— What is asked —
1 – Using the text on Upul Mahendra Rajapaksha, answer these:
(a) On what date was he born?
(b) Which council did he chair, and for which years?
(c) In the 2015 parliamentary election, where did he place among the UPFA candidates?
2 – List every year in which the text on Upul Mahendra Rajapaksha says he ran in an election, with the kind of election for each.

— Text section —
§ §
Rajapaksha Pathirannehelage Upul Mahendra Rajapaksha (born 25 September 1971) is a Sri Lankan politician and Member of Parliament.

Political career

Upul Mahendra was born on 25 September 1971. He entered politics in 2002 by contesting to the local government election and lost the election. But in 2004 he was selected to the divisional council because one member lost his seat due to disciplinary reason. In 2006 and 2011 local government elections he got the highest number of votes in the division and become a chairperson of the divisional council. He was a chairperson of the Attanagalla Divisional Council from 2006 to 2014. In 2014 He contested to the provincial council election and won. He was a member of the Western Provincial Council from 2014 to 2019. He contested the 2015 parliamentary election as one of the United People's Freedom Alliance (UPFA) electoral alliance's candidates in Gampaha District but failed to get elected after coming 10th amongst the UPFA candidates. He contested the 2020 parliamentary election as a Sri Lanka People's Freedom Alliance electoral alliance candidate in Gampaha District and was elected to the Parliament of Sri Lanka.
§ §
— Supplied material —
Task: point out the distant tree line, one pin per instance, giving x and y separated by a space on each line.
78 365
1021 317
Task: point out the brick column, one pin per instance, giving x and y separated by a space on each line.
§ §
— Worked solutions —
1 –
(a) 25 September 1971
(b) The Attanagalla Divisional Council, from 2006 to 2014
(c) 10th

2 –
- 2002: local government election
- 2006: local government election
- 2011: local government election
- 2014: provincial council election
- 2015: parliamentary election
- 2020: parliamentary election